## CHALLENGE
Can you print the material below word for word, with every line in its original order and the pictures left out?

## EXTRACTED ENTRIES
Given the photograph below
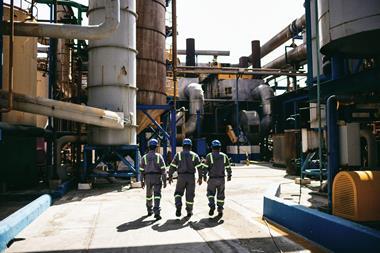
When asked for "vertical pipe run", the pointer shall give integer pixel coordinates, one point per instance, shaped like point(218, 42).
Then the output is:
point(243, 62)
point(333, 145)
point(309, 44)
point(256, 54)
point(173, 128)
point(174, 53)
point(11, 47)
point(237, 114)
point(190, 52)
point(318, 94)
point(10, 66)
point(112, 73)
point(1, 49)
point(52, 55)
point(173, 120)
point(337, 67)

## WRITTEN SOLUTION
Given the photograph below
When asked for "vertical pipe run", the pointer shall give integer pixel coordinates, one point per instance, shaped like point(218, 42).
Then the output is:
point(243, 62)
point(333, 145)
point(309, 44)
point(256, 54)
point(173, 128)
point(174, 53)
point(11, 47)
point(237, 114)
point(190, 52)
point(318, 94)
point(10, 66)
point(112, 73)
point(1, 49)
point(52, 55)
point(173, 120)
point(337, 67)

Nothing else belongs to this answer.